### What to produce
Look below for the line containing "Tag the dark"; write out that line and each one after it to the end, exactly, and nothing else.

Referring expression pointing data
□ □ □ □ □
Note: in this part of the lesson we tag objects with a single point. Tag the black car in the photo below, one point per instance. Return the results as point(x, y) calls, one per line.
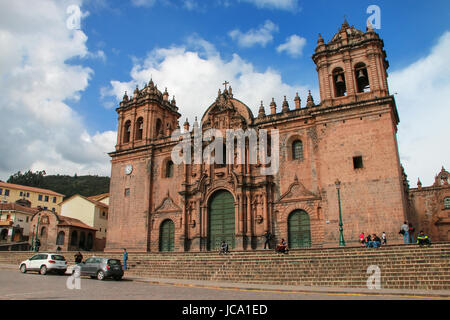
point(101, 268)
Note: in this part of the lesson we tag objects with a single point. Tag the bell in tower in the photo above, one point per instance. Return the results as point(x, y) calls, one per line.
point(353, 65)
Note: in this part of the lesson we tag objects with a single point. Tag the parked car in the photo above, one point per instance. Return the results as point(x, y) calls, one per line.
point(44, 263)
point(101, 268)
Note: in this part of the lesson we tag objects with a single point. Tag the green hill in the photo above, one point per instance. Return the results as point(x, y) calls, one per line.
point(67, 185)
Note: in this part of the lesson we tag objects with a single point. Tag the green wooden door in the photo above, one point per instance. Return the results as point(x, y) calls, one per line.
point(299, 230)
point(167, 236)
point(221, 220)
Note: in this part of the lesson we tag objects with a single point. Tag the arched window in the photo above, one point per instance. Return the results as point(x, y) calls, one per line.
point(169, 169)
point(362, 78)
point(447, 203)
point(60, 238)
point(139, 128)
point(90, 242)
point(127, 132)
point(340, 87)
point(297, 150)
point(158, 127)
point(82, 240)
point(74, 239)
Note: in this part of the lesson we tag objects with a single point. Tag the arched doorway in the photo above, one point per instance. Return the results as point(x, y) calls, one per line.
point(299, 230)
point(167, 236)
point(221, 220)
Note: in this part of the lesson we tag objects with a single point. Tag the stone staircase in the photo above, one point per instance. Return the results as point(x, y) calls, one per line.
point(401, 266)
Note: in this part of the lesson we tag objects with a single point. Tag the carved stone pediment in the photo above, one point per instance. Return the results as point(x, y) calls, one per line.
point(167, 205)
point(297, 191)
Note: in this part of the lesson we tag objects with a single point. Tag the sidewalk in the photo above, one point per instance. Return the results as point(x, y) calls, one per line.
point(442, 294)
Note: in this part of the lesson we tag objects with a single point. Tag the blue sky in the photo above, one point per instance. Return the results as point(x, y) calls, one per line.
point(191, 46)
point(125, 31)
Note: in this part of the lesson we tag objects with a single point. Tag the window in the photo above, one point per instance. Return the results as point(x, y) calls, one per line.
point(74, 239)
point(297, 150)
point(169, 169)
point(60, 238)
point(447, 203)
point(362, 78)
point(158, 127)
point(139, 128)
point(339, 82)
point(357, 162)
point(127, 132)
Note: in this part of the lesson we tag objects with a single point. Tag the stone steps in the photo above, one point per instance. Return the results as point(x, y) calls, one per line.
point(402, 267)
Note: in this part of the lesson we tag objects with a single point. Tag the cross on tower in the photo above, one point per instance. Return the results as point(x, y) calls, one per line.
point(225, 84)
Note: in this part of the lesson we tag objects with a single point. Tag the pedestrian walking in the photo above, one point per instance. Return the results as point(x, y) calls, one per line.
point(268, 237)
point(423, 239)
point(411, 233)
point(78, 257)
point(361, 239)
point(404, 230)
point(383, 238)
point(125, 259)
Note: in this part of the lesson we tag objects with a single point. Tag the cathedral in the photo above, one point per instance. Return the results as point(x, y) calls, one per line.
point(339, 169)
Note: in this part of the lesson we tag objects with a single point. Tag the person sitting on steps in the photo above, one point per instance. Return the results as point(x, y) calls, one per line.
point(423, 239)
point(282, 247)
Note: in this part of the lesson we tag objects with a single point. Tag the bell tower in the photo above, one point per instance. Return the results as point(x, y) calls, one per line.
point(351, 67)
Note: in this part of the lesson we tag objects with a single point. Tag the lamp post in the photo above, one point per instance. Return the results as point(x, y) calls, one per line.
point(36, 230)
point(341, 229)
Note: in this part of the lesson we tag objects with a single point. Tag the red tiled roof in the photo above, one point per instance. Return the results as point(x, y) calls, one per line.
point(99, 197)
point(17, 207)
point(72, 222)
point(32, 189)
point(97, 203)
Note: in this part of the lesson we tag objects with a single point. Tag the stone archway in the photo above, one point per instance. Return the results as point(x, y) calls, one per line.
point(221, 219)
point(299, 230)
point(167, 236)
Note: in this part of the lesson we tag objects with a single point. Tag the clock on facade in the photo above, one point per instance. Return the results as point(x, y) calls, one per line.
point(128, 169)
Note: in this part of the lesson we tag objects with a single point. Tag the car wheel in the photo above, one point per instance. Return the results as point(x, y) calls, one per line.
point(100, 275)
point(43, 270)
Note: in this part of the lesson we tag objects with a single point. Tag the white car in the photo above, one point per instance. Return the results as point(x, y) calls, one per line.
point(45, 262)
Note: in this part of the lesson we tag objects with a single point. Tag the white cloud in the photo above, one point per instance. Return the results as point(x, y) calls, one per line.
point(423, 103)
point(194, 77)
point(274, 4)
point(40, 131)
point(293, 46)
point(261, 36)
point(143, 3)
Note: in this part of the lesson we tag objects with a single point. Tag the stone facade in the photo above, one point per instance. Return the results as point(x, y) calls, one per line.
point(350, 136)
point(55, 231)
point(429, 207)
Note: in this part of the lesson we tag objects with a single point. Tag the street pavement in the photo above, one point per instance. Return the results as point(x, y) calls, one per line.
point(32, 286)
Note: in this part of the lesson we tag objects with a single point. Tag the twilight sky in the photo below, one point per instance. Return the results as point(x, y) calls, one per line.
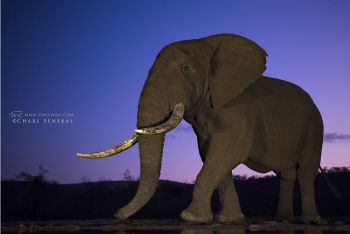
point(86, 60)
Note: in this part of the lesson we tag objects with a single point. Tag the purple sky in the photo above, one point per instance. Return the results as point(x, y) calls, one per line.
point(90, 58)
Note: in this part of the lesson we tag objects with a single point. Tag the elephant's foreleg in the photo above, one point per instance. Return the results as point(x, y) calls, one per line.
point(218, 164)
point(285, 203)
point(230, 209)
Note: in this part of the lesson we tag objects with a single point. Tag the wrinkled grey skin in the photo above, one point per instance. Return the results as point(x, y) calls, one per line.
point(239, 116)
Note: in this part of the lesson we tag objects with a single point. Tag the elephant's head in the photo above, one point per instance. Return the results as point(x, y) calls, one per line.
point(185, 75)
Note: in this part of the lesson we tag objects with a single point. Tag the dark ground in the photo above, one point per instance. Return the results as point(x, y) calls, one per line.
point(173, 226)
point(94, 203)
□ □ □ □ □
### Task result
Note: in this part of the lesson we tag objects with a single point. Tag the dark ground in the photo above, one point per instance. Return the results as point(x, y) calls, one per line.
point(173, 226)
point(94, 203)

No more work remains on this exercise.